» What the task asks
Copy out all the records with "outline" swapped for "shape" and nothing else changed, and leave out the pictures.

» Provided information
'''

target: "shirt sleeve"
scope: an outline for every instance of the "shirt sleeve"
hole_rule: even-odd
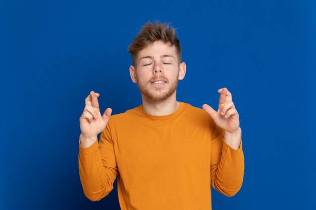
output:
[[[213,119],[211,129],[210,183],[214,189],[228,196],[234,196],[241,188],[244,171],[242,143],[238,150],[224,141],[224,130]]]
[[[109,122],[101,133],[98,144],[96,141],[91,146],[84,148],[79,141],[80,180],[84,194],[92,201],[99,200],[110,193],[118,174]]]

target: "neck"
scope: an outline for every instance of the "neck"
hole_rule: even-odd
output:
[[[177,101],[176,91],[166,100],[152,101],[142,94],[143,108],[145,112],[153,116],[165,116],[172,114],[178,109],[180,103]]]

'''

» Task output
target: "shirt sleeve"
scope: an shape for every instance of the "shirt sleeve"
hole_rule: even-odd
output:
[[[213,119],[211,129],[210,183],[214,189],[228,196],[234,196],[241,188],[244,171],[242,143],[238,150],[224,141],[224,130]]]
[[[109,122],[101,133],[98,144],[96,141],[91,146],[84,148],[79,141],[80,180],[84,194],[92,201],[99,200],[110,193],[118,174]]]

target: "neck"
scope: an shape for every instance of the "neck"
hole_rule: even-odd
output:
[[[177,101],[176,91],[166,100],[152,101],[142,94],[143,108],[145,112],[153,116],[165,116],[172,114],[178,109],[180,103]]]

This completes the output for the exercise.